In viaggio a bordo di una mitica Ambassador nei profumi, nei colori e tra le genti del Rajasthan. Animati mercati, polverosi deserti, natura violenta, fortezze e imponenti palazzi del Maharaj. Ora convertiti in lussuosi alberghi per salvarli dal degrado del tempo.
Ha oltre 50 anni ma non li dimostra affatto. Candida e luccicante, con le sue curve tondeggianti l’Ambassador che ci aspetta è uno dei simboli inossidabili dell’India. Copiata dalla Morris inglese nel primo dopoguerra, è rimasta da allora praticamente inalterata. Ne ha molti meno Arban Singh che siede al volante, dhoti (stretti pantaloni) e achkan (lunga giacca senza collo) candidi, un pencha (turbante) coloratissimo, il cui lembo pende sulla schiena. Arban, pelle ambrata, sottili baffi neri che incorniciano un perenne sorriso, è un rajput, un “figlio di re”, discendente di quei leggendari guerrieri che si opposero alle invasioni mussulmane iniziate intorno all’anno mille. Da loro prende il nome il Rajasthan, stesse dimensioni dell’Italia per superficie e popolazione, una delle grandi attrazioni turistiche dell’India per i suoi monumenti, i suoi templi, i colori brillanti dei sari e lo scintillio degli ori e degli argenti che ornano i visi, le mani e le caviglie delle donne.

DATI FORNITI —
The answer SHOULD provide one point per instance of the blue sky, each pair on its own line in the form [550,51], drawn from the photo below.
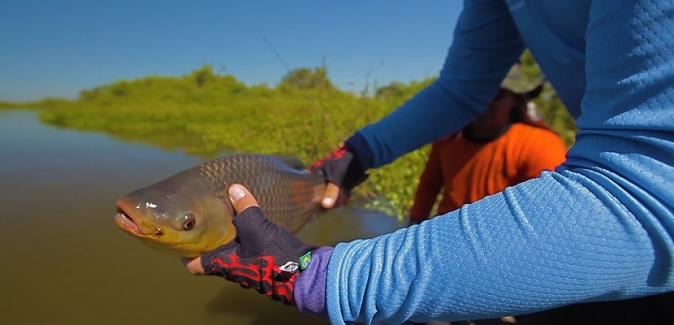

COSA PRODURRE — Per favore, prosegui il racconto del viaggio in Ambassador nel Rajasthan a partire dall'ultima frase.

RISULTATO DELL'ESERCIZIO —
Se i nomi di Jaipur, la città rosa, Jaisalmer, la fortezza del deserto e Pushkar con il suo mercato dei cammelli sono nei sogni di ogni viaggiatore, Arban e la sua Ambassador ci accompagnano alla scoperta di località più inconsuete, tagliate fuori dai grossi flussi turistici, che conservano per questo un fascino intatto. Come l’area di Shekhawati, a ovest di Delhi e a nord di Jaipur, patria della gente di Marwar, il più esteso regno rajput, che aveva in Jodhpur la sua capitale. Qui, nel distretto di Jhunjhunun, soprattutto a Nawalgarh e Mandawa, sotto il regno dei Mughal i ricchi commercianti investirono parte del patrimonio nella decorazione dei loro palazzi. Gli haveli, i palazzi dei mercanti, pur nascosti da disordinati grovigli di fili elettrici e dalla polvere del vicino deserto del Thar, costituiscono un vero e proprio museo a cielo aperto. Tra le strade di terra di Nawalgarh ingombre di mercati, di vacche, dromedari e lampi di sari dai colori violenti spicca l’haveli del Dr. Ramnath A. Podar che ospita una scuola, ed è stato convertito in museo poiché meglio conservato degli altri. L’aneddoto più divertente è che il proprietario, che voleva a tutti i costi un treno dipinto sulle pareti della sua dimora, inviò l’artista, che mai ne aveva visto uno, per qualche giorno a Bombay perché si ispirasse e potesse riprodurlo.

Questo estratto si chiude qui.